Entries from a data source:
·····

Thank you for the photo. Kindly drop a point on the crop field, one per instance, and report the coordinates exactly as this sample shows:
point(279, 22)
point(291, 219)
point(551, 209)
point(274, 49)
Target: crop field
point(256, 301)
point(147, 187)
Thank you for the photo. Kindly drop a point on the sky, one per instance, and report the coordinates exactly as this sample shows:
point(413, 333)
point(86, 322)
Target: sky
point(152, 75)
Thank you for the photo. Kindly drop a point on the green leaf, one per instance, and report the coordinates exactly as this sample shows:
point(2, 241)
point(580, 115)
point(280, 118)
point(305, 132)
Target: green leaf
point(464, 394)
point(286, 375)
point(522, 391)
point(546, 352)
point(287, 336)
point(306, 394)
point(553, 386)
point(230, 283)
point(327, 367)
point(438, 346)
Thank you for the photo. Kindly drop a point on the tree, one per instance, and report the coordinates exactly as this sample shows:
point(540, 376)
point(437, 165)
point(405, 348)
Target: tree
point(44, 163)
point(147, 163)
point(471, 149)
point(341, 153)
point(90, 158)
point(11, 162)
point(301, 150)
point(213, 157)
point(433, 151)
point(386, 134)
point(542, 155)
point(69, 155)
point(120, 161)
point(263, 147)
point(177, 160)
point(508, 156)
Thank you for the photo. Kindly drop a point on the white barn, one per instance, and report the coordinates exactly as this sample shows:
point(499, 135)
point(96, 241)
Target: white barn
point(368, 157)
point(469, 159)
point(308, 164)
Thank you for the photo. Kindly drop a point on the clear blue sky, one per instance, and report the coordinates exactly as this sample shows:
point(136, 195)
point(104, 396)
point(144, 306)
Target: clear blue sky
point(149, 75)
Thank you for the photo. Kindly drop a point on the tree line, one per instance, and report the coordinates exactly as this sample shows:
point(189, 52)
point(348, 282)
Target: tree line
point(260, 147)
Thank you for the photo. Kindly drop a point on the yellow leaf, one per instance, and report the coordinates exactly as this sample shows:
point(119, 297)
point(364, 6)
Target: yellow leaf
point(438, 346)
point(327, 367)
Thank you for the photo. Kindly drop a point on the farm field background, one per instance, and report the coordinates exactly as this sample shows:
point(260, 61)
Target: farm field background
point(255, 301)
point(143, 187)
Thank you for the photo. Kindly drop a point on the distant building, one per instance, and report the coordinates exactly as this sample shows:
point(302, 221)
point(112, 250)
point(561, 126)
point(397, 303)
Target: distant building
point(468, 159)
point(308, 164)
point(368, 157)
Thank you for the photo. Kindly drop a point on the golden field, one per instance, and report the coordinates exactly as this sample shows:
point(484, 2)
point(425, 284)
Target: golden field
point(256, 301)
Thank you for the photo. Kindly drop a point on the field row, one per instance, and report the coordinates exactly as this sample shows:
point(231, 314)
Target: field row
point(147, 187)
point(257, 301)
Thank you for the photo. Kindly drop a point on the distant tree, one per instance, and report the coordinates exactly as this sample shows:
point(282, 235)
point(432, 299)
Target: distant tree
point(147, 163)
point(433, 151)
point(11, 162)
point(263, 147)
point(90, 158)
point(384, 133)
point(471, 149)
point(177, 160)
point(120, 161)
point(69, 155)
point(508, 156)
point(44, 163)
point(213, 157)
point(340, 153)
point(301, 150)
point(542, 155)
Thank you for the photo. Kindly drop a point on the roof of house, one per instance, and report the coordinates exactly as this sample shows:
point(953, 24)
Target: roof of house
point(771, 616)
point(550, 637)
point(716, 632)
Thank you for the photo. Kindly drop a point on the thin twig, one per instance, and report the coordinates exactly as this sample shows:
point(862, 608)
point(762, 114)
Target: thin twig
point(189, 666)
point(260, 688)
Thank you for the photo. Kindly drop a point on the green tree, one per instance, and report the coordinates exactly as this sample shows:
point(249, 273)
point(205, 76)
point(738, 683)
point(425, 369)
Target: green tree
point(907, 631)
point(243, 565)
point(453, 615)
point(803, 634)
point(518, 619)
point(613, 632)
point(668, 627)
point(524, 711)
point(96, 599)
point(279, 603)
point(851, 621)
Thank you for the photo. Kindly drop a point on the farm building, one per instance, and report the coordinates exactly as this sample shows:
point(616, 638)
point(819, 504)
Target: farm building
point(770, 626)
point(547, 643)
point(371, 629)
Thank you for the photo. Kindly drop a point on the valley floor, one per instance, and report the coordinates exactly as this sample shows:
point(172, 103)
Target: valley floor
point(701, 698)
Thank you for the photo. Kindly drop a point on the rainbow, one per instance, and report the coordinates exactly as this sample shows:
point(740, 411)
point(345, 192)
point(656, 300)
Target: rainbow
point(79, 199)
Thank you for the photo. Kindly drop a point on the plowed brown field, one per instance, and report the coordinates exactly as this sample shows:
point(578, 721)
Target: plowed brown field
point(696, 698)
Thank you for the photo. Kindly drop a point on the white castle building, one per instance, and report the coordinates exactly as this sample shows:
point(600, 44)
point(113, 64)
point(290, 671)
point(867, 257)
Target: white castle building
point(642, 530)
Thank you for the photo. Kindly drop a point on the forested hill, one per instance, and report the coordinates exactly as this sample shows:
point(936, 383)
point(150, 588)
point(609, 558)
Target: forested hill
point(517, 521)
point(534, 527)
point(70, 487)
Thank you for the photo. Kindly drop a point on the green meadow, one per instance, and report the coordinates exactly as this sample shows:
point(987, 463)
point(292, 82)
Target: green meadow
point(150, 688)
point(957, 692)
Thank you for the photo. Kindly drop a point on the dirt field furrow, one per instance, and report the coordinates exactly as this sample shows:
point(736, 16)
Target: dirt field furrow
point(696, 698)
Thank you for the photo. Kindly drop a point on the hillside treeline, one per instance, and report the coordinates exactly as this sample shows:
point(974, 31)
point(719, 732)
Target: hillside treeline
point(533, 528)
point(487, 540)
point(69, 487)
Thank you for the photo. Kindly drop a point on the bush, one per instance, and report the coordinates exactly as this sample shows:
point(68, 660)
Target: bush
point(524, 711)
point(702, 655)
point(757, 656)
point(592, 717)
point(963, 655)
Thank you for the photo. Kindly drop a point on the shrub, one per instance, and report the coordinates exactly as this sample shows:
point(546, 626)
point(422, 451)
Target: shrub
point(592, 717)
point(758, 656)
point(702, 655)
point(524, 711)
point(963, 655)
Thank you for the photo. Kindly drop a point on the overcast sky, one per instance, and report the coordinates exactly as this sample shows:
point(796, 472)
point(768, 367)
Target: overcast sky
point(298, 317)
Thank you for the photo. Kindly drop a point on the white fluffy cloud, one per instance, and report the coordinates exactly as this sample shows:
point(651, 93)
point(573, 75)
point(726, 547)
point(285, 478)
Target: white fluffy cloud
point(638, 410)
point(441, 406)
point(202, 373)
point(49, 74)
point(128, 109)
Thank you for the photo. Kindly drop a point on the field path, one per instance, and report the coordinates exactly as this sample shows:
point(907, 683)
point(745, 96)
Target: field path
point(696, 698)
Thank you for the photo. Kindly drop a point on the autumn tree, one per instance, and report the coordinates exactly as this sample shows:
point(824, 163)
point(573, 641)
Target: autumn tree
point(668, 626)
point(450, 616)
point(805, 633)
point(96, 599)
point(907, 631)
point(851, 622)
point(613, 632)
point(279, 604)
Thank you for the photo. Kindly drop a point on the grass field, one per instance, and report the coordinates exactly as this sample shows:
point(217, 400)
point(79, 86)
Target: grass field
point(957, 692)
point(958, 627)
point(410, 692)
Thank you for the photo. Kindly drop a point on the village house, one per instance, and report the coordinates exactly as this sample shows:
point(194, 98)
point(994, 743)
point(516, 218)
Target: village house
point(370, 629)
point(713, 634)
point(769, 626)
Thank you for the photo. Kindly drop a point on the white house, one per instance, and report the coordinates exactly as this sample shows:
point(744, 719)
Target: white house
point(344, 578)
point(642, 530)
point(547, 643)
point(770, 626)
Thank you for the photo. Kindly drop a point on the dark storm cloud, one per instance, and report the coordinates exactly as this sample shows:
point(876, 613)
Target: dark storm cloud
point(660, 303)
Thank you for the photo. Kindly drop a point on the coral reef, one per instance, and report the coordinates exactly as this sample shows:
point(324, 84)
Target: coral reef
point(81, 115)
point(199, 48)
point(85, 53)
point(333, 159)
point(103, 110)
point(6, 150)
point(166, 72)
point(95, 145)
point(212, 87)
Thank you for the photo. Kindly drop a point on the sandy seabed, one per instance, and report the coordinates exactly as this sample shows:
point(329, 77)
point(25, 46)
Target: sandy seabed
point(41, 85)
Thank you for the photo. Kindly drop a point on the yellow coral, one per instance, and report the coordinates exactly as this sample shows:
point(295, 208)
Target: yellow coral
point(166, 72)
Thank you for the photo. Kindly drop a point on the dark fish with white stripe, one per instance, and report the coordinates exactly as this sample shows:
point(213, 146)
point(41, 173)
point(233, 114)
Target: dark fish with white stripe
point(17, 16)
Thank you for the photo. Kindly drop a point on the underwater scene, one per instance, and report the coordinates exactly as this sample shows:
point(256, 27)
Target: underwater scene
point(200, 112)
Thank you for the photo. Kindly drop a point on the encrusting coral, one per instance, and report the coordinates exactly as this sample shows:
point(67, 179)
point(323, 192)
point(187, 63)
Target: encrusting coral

·····

What needs to be done: Reproduce the stretch of entries from the line containing "green leaf, one" through the line containing "point(143, 187)", swapping "Target" for "Label" and leaving everything else unchanged.

Response for this exercise:
Thank you for the photo. Kindly drop a point on the green leaf, one per instance, and report the coordinates exactly as this sample shows:
point(2, 241)
point(580, 115)
point(280, 118)
point(305, 132)
Label: green leaf
point(464, 394)
point(286, 375)
point(522, 391)
point(546, 352)
point(287, 336)
point(306, 394)
point(553, 386)
point(230, 283)
point(327, 367)
point(438, 346)
Thank you for the photo. Kindly drop a point on the tree, one per instance, and report the coordinates exactly as this sample shows:
point(540, 376)
point(437, 165)
point(405, 348)
Label: tree
point(44, 163)
point(147, 163)
point(471, 149)
point(341, 153)
point(90, 158)
point(11, 162)
point(301, 150)
point(213, 157)
point(433, 151)
point(386, 134)
point(542, 155)
point(69, 155)
point(120, 161)
point(263, 147)
point(177, 160)
point(508, 156)
Thank you for the photo. Kindly drop a point on the white barn, one per instance, and report the coordinates exactly as this sample shows:
point(499, 135)
point(96, 241)
Label: white barn
point(368, 157)
point(469, 159)
point(308, 164)
Thank you for the photo. Kindly drop a point on the clear blue sky, one per instance, and report the coordinates exactly as this sample shows:
point(136, 195)
point(104, 396)
point(144, 306)
Label: clear blue sky
point(149, 75)
Thank you for the photo. Kindly drop a point on the tree line, one per instance, and report the coordinates exactly as this sample shows:
point(189, 52)
point(348, 282)
Label: tree line
point(260, 147)
Thank you for the photo. Kindly drop a point on the yellow leaf, one per instance, and report the coordinates exactly as this sample shows:
point(119, 297)
point(364, 6)
Label: yellow leaf
point(438, 346)
point(327, 367)
Thank you for the photo. Kindly drop a point on the farm field background, one per instance, and report the coordinates exactly as this sample shows:
point(260, 61)
Label: farm field background
point(255, 301)
point(143, 187)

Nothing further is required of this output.